§ **EXCERPT PROVIDED**:
┄┄┄┄┄┄┄┄┄┄

In this post we will provide an overview of how Waku v2 users can adopt Noise handshakes to agree on cryptographic keys used to securely encrypt messages.

This process belongs to the class of key-exchange mechanisms, consisting of all those protocols that, with different levels of complexity and security guarantees, allow two parties to publicly agree on a secret without letting anyone else know what this secret is.

But why do we need key-exchange mechanisms in the first place?

With the advent of public-key cryptography, it become possible to decouple encryption from decryption through use of two distinct cryptographic keys: one public, used to encrypt information and that can be made available to anyone, and one private (kept secret), which enables decryption of messages encrypted with its corresponding public key. The same does not happen in the case of symmetric encryption schemes where, instead, the same key is used for both encryption and decryption operations and hence cannot be publicly revealed as for public keys.

In order to address specific application needs, many different public, symmetric and hybrid cryptographic schemes were designed: Waku v1 and Waku v2, which inherits part of their design from the Ethereum messaging protocol Whisper, provide support to both public-key primitives (ECIES, ECDSA) and symmetric primitives (AES-256-GCM, KECCAK-256), used to sign, hash, encrypt and decrypt exchanged messages.

In principle, when communications employ public-key based encryption schemes (ECIES, in the case of Waku), there is no need for a key-agreement among parties: messages can be directly encrypted using the recipient's public-key before being sent over the network. However, public-key encryption and decryption primitives are usually very inefficient in processing large amount of data, and this may constitute a bottleneck for many of today's applications. Symmetric encryption schemes such as AES-256-GCM, on the other hand, are much more efficient, but the encryption/decryption key needs to be shared among users beforehand any encrypted messages is exchanged.

┄┄┄┄┄┄┄┄┄┄

Items listed in a dataset

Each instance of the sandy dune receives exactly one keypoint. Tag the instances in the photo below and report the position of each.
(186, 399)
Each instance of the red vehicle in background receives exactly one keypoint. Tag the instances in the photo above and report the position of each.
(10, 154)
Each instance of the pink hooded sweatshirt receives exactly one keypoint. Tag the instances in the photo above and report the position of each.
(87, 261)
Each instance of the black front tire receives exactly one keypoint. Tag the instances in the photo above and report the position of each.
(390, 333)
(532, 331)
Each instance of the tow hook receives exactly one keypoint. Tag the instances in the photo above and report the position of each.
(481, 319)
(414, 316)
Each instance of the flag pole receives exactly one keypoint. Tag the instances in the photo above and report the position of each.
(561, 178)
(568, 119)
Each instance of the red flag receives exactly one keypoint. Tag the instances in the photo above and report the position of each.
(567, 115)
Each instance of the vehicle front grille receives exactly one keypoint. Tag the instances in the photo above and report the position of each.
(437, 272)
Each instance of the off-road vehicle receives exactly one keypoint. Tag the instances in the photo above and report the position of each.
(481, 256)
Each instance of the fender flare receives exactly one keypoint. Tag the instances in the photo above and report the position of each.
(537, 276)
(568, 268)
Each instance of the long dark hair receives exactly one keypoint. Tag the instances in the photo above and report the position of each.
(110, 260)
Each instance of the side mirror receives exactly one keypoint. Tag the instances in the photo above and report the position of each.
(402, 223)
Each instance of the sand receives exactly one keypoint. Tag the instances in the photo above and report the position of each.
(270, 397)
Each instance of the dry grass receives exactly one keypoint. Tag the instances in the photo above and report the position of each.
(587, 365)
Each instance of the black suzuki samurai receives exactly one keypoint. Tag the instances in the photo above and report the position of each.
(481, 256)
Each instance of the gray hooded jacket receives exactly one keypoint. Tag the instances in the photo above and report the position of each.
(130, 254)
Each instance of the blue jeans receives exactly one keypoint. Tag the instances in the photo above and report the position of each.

┄┄┄┄┄┄┄┄┄┄

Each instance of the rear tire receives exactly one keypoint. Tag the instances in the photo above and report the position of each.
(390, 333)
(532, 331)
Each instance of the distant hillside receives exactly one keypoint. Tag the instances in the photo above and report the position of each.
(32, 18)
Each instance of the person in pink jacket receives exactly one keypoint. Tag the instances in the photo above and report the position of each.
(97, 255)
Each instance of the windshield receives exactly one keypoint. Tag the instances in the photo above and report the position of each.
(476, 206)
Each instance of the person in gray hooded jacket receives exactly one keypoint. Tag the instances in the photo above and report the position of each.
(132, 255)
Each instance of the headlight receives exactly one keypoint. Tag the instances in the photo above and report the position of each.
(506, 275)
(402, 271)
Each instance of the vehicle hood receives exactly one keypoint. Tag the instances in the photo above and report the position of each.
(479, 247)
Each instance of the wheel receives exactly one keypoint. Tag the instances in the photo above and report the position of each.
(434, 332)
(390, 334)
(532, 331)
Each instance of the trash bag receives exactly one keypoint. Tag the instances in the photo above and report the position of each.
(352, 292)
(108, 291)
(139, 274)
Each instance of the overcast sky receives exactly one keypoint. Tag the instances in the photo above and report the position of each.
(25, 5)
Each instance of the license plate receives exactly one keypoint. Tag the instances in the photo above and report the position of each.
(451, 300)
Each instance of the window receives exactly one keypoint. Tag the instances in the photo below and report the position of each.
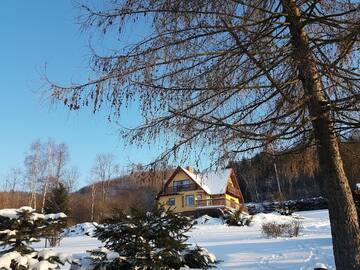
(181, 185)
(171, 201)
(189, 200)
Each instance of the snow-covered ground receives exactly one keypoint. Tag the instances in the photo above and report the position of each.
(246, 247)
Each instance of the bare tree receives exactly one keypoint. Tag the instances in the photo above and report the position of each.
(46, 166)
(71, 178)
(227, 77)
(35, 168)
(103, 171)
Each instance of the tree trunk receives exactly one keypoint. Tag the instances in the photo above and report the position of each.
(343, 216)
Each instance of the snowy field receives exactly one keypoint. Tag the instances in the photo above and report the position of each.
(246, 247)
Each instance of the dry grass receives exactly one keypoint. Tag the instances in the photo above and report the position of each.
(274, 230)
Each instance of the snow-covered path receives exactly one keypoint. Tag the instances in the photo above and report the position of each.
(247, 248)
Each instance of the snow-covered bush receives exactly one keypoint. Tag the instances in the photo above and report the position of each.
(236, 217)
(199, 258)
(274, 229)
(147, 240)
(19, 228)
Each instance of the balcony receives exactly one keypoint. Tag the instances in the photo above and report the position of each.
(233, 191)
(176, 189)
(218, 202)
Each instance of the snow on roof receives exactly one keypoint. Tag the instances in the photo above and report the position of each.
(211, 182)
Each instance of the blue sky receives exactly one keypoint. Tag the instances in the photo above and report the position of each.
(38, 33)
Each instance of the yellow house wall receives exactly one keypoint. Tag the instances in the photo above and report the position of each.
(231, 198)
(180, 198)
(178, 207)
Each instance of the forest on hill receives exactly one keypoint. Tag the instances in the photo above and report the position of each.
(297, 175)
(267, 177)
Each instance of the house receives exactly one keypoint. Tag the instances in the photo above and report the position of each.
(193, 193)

┄┄┄┄┄┄┄┄┄┄

§ **GIVEN EXERCISE**: Pick up the post above on key exchange in Waku and continue it from its last sentence.

§ **REPLY**:
To counter the downsides given by each of these two approaches while taking advantage of their strengths, hybrid constructions were designed. In these, public-key primitives are employed to securely agree on a secret key which, in turn, is used with a symmetric cipher for encrypting messages. In other words, such constructions specify a (public-key based) key-agreement mechanism!

Waku, up to payload version 1, does not implement nor recommend any protocol for exchanging symmetric ciphers' keys, leaving such task to the application layer. It is important to note that the kind of key-agreement employed has a direct impact on the security properties that can be granted on later encrypted messages, while security requirements usually depend on the specific application for which encryption is needed in the first place.

In this regard, Status, which builds on top of Waku, implements a custom version of the X3DH key-agreement protocol, in order to allow users to instantiate end-to-end encrypted communication channels. However, although such a solution is optimal when applied to (distributed) E2E encrypted chats, it is not flexible enough to fit or simplify the variety of applications Waku aims to address. Hence, proposing and implementing one or few key-agreements which provide certain (presumably strong) security guarantees, would inevitably degrade performances of all those applications for which, given their security requirements, more tailored and efficient key-exchange mechanisms can be employed.

Guided by different examples, in the following sections we will overview Noise, a protocol framework we are currently integrating in Waku, for building secure key-agreements between two parties. One of the great advantage of using Noise is that it is possible to add support to new key-exchanges by just specifying users' actions from a predefined list, requiring none to minimal modifications to existing implementations. Furthermore, Noise provides a framework to systematically analyze protocols' security properties and the corresponding attacker threat models. This allows not only to easily design new key-agreements eventually optimized for specific applications we want to address, but also to easily analyze or even formally verify any of such custom protocol!

We believe that with its enormous flexibility and features, Noise represents a perfect candidate for bringing key-exchange mechanisms in Waku.

The Diffie-Hellman Key-exchange

The formalization of modern public-key cryptography started with the pioneering work of Whitefield Diffie and Martin Hellman, who detailed one of the earliest known key-agreement protocols: the famous Diffie-Hellman Key-Exchange.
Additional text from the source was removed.